Work instructions
Quote exactly and only this range of lines in the data below: the line that holds "locate the rail." to the line that holds "leafy tree canopy.", both included.

Data shown
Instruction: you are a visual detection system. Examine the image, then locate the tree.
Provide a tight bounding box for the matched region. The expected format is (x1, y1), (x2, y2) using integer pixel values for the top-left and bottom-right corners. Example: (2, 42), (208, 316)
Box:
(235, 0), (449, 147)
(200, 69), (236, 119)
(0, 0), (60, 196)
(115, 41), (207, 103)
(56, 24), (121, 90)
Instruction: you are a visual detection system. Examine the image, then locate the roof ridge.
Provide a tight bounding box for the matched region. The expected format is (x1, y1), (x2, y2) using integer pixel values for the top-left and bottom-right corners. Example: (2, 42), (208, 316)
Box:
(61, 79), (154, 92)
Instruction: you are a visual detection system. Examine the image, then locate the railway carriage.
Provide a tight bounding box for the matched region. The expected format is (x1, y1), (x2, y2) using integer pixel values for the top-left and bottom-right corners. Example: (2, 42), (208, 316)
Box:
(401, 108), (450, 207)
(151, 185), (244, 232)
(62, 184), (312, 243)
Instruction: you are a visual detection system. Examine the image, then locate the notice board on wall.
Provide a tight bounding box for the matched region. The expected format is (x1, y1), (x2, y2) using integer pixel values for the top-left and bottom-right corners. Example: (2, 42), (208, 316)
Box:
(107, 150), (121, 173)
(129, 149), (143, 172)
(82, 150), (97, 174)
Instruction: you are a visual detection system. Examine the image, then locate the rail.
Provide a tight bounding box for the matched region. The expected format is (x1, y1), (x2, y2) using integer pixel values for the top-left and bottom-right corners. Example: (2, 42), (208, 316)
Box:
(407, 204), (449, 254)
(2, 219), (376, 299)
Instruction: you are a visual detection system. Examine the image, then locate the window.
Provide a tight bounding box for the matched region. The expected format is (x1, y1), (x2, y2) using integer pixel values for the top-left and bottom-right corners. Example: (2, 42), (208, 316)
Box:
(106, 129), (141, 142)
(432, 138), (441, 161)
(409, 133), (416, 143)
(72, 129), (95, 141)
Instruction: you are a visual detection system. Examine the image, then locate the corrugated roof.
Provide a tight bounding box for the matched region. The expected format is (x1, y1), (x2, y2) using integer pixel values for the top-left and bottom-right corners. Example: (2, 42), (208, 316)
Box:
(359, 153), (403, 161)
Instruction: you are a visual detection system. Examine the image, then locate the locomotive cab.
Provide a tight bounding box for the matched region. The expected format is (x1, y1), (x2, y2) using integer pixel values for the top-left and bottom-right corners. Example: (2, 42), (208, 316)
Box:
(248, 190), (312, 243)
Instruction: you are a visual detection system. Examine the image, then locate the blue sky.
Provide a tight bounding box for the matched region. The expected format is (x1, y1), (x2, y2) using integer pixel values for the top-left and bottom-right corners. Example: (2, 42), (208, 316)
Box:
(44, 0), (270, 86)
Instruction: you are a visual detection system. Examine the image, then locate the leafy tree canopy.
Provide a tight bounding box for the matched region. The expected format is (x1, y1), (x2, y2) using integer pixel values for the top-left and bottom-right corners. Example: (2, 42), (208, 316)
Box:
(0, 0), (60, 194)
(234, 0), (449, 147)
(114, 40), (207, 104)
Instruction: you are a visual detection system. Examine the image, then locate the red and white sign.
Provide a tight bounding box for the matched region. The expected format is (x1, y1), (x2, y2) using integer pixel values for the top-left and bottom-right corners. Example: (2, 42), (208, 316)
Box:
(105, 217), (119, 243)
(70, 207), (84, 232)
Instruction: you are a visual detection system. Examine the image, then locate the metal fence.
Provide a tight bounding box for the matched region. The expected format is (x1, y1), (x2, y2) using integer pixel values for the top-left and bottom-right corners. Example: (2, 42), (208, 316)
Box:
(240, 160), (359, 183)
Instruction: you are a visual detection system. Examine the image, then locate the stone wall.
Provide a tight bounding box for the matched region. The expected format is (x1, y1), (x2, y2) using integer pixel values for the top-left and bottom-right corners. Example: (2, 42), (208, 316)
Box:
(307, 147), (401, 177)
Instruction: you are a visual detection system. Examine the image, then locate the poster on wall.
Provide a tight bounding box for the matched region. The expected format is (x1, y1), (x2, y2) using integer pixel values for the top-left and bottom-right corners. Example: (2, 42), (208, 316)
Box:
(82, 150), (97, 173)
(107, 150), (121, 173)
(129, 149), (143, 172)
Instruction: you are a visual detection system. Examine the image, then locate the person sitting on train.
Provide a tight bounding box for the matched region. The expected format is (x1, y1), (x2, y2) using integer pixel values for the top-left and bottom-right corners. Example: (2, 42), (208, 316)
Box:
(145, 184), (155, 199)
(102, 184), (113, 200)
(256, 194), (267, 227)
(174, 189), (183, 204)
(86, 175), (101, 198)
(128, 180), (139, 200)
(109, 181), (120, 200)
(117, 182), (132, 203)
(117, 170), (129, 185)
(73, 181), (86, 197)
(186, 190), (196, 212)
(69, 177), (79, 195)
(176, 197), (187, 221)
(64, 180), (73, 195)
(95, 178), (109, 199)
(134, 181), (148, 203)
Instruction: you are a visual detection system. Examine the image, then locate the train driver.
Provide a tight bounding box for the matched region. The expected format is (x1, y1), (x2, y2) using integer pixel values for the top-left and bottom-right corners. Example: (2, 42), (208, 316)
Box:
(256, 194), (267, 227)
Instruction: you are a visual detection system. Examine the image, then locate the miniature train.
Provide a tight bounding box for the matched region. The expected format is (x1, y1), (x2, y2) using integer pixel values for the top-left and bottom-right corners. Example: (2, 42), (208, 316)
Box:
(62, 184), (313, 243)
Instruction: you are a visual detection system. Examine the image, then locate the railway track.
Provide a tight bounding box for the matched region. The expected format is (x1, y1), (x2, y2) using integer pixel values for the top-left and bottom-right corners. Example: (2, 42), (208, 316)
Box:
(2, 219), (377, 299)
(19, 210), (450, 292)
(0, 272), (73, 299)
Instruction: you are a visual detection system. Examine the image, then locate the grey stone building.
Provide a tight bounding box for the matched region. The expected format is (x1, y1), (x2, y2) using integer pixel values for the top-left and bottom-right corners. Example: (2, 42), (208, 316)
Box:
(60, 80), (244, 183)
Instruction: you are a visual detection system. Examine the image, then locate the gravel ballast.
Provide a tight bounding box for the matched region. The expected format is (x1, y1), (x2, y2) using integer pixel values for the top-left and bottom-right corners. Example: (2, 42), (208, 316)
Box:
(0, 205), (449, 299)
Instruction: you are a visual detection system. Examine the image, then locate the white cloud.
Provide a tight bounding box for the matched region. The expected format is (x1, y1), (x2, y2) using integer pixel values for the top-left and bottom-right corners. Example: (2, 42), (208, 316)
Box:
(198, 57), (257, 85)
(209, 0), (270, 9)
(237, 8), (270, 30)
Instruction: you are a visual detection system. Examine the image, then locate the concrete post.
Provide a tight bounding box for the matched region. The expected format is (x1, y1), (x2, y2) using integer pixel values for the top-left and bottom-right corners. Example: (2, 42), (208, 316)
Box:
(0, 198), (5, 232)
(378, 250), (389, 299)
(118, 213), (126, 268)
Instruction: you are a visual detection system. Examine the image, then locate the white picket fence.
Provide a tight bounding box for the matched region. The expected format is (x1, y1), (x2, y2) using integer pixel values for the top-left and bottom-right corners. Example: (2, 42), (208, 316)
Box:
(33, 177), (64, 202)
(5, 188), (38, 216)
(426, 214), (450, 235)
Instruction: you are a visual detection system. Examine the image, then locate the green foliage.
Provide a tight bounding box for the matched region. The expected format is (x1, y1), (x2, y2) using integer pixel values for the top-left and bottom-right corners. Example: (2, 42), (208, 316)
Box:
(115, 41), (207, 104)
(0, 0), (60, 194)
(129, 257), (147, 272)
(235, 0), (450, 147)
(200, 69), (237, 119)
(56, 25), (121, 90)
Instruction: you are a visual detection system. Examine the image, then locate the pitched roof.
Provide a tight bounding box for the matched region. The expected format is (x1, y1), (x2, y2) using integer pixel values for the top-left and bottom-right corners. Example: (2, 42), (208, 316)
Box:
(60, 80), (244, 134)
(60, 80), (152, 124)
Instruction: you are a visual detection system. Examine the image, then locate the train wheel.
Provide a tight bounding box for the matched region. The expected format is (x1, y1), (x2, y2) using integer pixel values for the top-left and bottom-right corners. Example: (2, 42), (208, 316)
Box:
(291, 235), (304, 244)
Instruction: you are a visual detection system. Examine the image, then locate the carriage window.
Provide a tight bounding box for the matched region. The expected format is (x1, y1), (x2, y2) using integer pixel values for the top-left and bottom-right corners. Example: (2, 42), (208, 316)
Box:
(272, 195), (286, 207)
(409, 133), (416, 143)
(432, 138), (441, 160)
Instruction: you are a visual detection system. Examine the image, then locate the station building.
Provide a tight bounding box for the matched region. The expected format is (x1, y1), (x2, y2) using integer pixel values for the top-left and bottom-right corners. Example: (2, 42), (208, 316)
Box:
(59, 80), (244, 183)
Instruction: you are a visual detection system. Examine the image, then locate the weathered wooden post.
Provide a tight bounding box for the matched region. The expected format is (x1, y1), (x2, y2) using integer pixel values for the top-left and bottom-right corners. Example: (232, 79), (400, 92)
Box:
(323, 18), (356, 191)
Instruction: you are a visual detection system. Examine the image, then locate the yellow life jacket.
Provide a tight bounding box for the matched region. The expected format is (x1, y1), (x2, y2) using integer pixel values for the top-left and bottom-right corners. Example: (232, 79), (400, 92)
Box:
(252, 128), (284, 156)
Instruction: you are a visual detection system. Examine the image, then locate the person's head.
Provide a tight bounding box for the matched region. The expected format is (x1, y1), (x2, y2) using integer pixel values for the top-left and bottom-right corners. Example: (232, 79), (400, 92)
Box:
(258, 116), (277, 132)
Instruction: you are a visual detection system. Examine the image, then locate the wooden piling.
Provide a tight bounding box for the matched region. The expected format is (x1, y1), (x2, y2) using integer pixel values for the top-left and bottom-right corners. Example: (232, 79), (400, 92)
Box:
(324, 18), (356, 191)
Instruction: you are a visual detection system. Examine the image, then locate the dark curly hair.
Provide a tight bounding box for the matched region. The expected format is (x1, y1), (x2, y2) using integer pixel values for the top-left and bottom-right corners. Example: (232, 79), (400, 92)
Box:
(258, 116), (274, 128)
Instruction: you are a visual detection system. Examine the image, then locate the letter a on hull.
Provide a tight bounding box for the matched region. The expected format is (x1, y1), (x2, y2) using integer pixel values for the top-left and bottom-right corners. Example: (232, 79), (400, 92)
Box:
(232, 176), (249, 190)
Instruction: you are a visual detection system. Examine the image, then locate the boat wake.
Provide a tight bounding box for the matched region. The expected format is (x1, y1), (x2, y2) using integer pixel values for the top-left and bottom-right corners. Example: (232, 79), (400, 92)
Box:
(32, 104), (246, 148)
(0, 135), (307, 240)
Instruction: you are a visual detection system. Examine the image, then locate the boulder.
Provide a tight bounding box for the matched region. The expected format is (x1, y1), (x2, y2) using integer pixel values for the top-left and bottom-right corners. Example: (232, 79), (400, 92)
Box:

Response area
Instruction: you are a visual detection system. Examine the image, then locate the rail.
Provide a tight bounding box for the matched region. The expected format is (x1, y1), (x2, y2) using integer pixel values for the top-left and bottom-right corners. Example: (2, 42), (208, 316)
Box:
(407, 204), (449, 254)
(2, 219), (376, 299)
Instruction: you are a visual detection system. Examine the image, then locate the window.
Provide a tight bounding box for the matched region. The expected format is (x1, y1), (x2, y2) using integer pixel values for the top-left and bottom-right corners. Example: (2, 42), (208, 316)
Box:
(106, 129), (141, 142)
(432, 138), (441, 161)
(409, 133), (416, 143)
(72, 129), (95, 141)
Instruction: you are a visual detection system. Examine the image, then locate the corrugated roof.
Provide a tight bounding box for the matched region. The expected format is (x1, y1), (x2, y2) using integer pixel values for the top-left and bottom-right corners. Example: (2, 42), (208, 316)
Box:
(359, 153), (403, 161)
Instruction: you are a visual detection system. Examine the image, then locate the locomotive cab.
Provide a tight bounding box for the matched region. The expected format is (x1, y1), (x2, y2) using integer pixel values for the top-left and bottom-right corners. Example: (2, 42), (208, 316)
Box:
(248, 190), (312, 243)
Instruction: you are a visual detection system. Examine the image, then locate the blue sky.
Provide a tight bounding box for the matched region. The expected format is (x1, y1), (x2, y2) using integer pixel values for the top-left and bottom-right corners. Example: (2, 42), (208, 316)
Box:
(44, 0), (270, 86)
Instruction: you are a visual detection system. Examine the image, then locate the leafy tree canopy.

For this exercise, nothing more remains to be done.